### TO DO
#1 According to the text on image processing for weld inspection, what are Cognex's deep learning tools trained on?
#2 Extend the text on image processing for weld inspection, picking up right after its last sentence.

The role of image processing

Cognex's 'In-Sight D900' series of intelligent cameras have embedded deep learning inspection capabilities that allow for reliable differentiation of true coating defects from unacceptable defects and acceptable deviations.

© Cognex

From an image processing perspective, this task presents a challenge: Welds can vary significantly in appearance and exhibit a range of defects; on the other hand, there can be specific and possibly even large deviations that do not affect performance. With a conventional vision system, it is almost impossible to distinguish different appearances from functionally significant deviations, as their appearances overlap. Cognex's deep learning defect detection and classification tools offer a solution to this problem. They are trained using a wide range of welding variations and thus learn to accurately classify and differentiate between the various defect types despite variations in the objects and weld seams.

### SUPPLIED DATA
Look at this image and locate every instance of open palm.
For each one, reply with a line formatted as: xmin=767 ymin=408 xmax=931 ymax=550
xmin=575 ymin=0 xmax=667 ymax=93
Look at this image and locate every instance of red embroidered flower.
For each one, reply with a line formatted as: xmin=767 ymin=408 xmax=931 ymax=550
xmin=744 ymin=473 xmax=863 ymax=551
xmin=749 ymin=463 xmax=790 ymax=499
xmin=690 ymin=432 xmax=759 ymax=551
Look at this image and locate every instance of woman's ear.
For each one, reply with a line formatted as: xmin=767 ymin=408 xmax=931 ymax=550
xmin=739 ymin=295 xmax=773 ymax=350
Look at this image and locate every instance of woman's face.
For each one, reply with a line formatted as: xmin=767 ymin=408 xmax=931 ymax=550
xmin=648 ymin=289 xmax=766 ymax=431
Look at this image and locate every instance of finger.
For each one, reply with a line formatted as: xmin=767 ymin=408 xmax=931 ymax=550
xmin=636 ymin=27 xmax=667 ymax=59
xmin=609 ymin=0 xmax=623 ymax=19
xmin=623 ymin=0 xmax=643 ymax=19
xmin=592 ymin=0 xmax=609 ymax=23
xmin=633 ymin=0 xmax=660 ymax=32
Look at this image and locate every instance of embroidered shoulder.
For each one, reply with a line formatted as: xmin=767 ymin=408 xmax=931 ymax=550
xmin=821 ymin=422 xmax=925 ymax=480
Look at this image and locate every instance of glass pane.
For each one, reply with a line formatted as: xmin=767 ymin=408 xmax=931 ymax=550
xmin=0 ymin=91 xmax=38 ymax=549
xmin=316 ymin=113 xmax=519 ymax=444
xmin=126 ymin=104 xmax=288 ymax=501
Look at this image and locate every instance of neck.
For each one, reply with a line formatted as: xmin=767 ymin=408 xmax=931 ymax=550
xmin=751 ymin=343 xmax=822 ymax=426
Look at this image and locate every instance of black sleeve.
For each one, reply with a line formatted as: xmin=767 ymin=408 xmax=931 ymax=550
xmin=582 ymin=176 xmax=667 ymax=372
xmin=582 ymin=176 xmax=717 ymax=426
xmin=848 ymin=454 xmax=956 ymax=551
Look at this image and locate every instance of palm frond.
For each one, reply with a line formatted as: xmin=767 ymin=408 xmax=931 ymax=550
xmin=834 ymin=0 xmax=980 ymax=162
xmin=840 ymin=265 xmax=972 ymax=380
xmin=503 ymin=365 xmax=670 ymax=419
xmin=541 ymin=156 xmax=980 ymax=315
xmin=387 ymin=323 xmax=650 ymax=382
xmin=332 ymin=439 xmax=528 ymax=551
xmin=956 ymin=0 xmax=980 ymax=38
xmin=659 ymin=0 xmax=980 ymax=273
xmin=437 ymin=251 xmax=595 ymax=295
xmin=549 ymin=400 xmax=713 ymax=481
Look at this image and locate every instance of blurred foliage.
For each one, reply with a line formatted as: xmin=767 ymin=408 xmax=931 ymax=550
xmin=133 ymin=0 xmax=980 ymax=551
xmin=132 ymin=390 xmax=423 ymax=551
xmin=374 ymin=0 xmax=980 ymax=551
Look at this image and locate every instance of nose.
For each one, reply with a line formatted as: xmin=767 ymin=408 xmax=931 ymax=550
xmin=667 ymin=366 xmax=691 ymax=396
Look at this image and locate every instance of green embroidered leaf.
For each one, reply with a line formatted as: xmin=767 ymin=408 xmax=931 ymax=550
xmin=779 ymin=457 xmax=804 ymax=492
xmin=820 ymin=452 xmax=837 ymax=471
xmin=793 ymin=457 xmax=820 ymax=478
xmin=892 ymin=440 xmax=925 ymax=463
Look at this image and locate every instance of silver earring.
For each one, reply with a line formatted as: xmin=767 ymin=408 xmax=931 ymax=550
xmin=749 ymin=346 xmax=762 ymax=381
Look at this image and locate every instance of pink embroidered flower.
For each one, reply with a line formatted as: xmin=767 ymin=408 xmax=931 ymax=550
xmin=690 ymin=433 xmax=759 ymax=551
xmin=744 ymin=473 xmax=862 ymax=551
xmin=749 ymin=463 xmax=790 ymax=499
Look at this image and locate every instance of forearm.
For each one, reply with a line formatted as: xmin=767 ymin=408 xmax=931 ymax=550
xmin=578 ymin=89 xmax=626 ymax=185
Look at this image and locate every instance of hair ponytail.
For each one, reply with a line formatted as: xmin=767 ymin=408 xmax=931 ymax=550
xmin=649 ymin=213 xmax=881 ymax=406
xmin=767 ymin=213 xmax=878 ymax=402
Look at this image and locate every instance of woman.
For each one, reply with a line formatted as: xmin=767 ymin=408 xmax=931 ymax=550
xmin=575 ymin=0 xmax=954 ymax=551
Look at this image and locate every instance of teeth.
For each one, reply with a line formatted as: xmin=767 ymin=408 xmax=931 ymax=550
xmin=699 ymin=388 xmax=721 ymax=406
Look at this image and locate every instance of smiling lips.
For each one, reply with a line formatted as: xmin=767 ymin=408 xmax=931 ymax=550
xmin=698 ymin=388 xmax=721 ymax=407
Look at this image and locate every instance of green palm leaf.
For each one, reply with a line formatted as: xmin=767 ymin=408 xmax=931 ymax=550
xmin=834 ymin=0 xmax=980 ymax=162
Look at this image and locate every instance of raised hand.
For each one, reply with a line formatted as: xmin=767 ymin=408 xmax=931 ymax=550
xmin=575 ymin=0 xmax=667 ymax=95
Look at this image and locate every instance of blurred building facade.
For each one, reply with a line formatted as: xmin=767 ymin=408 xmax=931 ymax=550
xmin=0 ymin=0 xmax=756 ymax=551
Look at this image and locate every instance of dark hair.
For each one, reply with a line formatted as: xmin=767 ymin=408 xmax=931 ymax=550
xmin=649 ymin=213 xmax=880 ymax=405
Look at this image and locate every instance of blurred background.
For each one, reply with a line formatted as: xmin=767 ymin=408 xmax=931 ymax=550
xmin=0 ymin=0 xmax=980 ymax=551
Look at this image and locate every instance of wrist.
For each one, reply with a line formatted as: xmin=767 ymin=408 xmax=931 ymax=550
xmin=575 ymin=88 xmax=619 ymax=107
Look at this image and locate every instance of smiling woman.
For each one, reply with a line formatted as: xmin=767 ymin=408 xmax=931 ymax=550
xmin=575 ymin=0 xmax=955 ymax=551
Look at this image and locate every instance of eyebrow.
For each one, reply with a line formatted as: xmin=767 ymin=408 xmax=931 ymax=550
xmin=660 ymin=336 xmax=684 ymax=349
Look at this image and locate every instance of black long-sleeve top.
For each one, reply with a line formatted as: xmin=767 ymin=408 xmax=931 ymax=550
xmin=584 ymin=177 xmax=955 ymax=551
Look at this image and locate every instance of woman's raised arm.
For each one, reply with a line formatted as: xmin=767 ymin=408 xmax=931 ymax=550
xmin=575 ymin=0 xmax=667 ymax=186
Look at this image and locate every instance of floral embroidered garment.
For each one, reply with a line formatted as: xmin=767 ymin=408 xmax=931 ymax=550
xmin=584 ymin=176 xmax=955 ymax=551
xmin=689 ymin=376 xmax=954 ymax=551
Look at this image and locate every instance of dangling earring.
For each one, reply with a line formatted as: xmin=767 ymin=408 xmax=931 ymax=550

...

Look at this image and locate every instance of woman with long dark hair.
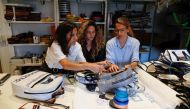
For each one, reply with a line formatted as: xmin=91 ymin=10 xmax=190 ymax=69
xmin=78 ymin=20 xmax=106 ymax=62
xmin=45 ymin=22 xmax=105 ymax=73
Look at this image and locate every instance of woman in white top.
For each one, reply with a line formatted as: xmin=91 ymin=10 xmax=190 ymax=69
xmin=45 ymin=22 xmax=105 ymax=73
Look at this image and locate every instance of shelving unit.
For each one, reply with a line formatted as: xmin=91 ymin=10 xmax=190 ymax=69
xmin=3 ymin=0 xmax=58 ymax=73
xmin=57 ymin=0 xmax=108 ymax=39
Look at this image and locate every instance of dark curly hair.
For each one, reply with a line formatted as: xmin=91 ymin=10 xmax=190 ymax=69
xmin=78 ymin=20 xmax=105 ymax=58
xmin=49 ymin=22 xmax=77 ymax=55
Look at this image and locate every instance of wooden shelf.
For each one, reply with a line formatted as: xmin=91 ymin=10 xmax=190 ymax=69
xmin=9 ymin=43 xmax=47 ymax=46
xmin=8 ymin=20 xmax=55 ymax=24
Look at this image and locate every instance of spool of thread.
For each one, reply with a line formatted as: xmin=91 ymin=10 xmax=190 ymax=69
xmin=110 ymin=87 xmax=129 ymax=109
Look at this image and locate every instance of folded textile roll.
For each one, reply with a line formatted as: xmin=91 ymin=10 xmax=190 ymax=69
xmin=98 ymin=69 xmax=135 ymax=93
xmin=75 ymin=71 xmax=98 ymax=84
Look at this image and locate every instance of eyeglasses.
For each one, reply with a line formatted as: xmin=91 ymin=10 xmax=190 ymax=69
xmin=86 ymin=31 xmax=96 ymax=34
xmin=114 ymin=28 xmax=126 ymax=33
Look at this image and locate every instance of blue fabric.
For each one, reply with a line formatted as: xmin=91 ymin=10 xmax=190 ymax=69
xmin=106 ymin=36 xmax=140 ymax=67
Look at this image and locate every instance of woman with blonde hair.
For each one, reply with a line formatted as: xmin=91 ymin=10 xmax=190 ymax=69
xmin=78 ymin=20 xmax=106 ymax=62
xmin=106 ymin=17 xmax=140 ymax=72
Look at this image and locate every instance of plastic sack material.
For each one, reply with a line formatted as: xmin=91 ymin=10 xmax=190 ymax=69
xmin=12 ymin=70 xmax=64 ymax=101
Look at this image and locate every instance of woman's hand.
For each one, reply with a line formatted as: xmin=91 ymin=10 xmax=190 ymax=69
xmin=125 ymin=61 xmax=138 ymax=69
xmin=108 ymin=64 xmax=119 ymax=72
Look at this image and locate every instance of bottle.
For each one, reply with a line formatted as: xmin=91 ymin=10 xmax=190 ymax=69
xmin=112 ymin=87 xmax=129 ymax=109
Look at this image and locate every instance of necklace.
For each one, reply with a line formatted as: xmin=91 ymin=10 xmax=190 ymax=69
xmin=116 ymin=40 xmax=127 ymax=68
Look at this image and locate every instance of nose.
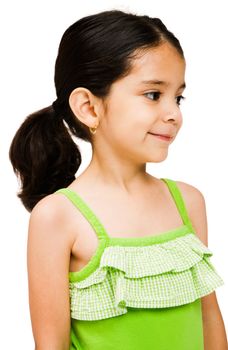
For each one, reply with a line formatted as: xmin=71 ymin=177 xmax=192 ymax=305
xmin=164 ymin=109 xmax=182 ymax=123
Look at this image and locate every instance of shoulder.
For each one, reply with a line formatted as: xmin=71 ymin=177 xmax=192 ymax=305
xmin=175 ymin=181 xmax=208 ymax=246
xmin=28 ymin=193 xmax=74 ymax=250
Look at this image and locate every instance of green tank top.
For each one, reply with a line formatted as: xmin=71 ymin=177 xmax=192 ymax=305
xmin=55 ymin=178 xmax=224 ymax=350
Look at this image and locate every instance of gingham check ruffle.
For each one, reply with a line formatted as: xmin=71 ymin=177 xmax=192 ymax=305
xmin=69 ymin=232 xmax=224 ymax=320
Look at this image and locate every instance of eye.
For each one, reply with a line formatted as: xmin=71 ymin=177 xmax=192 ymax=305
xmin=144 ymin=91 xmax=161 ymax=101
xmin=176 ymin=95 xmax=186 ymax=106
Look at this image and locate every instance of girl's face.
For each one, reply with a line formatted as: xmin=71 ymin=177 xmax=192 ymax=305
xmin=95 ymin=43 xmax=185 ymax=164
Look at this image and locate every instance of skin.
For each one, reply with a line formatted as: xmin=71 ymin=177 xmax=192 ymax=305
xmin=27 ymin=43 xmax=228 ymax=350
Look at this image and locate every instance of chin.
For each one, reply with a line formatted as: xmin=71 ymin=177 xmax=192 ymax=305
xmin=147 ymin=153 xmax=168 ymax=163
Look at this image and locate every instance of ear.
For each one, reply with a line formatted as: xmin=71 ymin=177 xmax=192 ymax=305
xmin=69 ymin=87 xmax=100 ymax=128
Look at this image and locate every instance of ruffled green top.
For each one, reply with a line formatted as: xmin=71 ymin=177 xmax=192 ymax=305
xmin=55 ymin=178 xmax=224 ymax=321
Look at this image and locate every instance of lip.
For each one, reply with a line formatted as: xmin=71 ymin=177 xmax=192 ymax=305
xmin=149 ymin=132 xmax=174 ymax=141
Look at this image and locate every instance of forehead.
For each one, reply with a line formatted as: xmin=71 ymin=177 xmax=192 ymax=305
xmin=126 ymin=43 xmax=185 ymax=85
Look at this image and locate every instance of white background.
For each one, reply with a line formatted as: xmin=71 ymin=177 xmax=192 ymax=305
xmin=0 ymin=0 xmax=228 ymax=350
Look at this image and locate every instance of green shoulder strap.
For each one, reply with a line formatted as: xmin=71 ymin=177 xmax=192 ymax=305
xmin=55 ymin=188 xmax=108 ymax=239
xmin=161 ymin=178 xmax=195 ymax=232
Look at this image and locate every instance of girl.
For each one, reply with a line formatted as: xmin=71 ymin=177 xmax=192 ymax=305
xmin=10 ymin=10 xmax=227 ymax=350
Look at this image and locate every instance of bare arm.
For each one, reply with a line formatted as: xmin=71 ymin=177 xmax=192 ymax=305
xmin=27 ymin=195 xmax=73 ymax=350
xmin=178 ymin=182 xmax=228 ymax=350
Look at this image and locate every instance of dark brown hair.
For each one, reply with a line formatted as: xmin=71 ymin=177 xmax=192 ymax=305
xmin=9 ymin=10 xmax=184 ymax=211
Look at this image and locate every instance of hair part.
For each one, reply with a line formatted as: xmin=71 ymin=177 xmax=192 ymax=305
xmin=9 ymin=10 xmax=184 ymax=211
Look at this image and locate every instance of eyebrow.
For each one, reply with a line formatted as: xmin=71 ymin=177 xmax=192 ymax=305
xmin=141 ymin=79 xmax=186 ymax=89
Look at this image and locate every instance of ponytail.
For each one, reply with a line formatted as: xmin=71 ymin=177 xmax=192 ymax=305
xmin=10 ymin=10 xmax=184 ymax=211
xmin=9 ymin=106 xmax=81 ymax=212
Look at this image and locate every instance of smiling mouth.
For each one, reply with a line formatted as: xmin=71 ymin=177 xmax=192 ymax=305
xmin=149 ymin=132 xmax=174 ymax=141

...

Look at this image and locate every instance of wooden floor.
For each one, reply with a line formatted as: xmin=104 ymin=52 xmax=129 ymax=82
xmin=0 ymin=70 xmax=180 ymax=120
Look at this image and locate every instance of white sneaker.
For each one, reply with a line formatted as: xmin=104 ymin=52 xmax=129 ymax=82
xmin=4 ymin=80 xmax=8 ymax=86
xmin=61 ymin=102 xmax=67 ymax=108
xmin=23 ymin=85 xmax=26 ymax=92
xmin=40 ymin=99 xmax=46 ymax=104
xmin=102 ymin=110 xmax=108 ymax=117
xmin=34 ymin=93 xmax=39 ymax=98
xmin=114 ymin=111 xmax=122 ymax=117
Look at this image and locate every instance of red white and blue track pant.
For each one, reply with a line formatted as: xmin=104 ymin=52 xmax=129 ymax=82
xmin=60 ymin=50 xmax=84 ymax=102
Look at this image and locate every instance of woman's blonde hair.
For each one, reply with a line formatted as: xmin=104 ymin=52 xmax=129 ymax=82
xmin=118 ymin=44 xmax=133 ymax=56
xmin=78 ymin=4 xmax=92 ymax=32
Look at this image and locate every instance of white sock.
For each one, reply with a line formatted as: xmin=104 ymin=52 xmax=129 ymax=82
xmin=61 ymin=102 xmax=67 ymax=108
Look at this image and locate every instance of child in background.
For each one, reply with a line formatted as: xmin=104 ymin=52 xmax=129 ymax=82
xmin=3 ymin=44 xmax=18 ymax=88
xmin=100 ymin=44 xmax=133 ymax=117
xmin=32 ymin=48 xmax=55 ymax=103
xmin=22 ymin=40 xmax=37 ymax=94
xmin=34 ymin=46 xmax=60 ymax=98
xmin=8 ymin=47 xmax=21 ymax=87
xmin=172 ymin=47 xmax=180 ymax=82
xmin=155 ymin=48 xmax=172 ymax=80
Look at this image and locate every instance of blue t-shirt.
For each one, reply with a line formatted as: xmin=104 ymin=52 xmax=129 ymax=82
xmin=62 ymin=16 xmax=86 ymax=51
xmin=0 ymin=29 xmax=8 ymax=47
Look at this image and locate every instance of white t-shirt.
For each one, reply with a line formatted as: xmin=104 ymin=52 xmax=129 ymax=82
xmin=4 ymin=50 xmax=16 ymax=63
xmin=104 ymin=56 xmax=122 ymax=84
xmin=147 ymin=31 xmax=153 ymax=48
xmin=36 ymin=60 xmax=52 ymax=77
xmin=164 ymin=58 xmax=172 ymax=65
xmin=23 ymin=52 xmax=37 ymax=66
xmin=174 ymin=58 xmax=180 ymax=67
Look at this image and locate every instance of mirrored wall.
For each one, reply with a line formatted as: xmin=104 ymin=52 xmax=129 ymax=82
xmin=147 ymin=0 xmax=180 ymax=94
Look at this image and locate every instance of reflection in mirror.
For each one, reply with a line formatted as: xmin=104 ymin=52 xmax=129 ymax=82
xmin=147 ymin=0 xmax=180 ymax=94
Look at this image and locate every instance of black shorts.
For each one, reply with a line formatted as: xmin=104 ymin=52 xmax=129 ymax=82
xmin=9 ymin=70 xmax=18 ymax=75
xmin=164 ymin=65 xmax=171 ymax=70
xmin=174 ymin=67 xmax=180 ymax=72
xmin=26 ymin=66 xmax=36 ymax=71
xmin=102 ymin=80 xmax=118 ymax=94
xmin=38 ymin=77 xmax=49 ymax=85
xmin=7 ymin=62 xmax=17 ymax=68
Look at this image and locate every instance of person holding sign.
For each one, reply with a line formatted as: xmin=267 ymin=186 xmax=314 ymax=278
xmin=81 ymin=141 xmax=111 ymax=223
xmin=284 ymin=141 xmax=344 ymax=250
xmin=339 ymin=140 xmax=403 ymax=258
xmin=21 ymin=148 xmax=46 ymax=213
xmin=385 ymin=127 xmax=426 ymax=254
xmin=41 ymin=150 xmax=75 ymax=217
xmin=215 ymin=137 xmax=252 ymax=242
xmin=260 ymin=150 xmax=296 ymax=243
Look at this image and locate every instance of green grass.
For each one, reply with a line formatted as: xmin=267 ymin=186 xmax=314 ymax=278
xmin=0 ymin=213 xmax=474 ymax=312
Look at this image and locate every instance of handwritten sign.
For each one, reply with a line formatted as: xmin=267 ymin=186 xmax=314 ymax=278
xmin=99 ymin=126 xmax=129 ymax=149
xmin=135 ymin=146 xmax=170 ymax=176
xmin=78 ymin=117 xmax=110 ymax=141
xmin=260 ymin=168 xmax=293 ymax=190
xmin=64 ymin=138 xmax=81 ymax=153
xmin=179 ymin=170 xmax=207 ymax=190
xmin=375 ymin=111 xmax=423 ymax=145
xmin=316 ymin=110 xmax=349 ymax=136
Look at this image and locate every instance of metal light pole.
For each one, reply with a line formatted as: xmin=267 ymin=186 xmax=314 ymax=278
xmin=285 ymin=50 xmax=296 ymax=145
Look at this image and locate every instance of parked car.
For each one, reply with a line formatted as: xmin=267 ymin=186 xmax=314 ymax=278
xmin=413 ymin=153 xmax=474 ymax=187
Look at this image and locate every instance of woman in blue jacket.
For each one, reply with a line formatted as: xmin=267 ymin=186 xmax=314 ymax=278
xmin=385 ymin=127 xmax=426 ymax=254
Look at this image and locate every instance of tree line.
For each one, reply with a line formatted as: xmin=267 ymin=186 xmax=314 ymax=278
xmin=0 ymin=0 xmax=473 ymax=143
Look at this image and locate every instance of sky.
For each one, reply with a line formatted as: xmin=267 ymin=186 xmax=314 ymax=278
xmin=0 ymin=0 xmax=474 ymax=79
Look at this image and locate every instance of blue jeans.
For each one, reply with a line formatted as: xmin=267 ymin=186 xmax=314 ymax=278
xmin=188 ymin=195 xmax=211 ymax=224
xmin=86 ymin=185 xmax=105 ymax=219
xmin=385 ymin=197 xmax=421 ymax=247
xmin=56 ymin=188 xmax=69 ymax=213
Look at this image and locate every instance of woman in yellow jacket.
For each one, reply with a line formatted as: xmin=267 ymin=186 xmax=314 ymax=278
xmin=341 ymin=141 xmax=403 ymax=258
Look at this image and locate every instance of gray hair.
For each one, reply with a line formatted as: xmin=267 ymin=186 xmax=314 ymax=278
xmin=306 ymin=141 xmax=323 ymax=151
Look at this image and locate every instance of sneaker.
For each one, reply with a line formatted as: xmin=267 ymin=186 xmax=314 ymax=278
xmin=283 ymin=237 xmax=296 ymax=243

### REPLIES
#1 A wide range of welding variations.

#2
Inspection of the dosing opening

After welding and testing the top cap of a battery cell, it is filled with a liquid electrolyte that conducts the electrons in the battery. Once filling is complete, the required metering hole is welded shut. Due to the risk of heat damage to the anode, the cathode and the electrolyte, this step is also carried out by laser welding at a low temperature.

An electrical test of the filled and sealed cell could reveal any problems before the cell is installed in a module, but this method is not one hundred percent reliable. Since the appearance of the weld seams can also vary greatly in this case and deviations can lead to unacceptable functional losses, Cognex's deep learning-based tools are used to reliably distinguish functional defects from purely cosmetic ones.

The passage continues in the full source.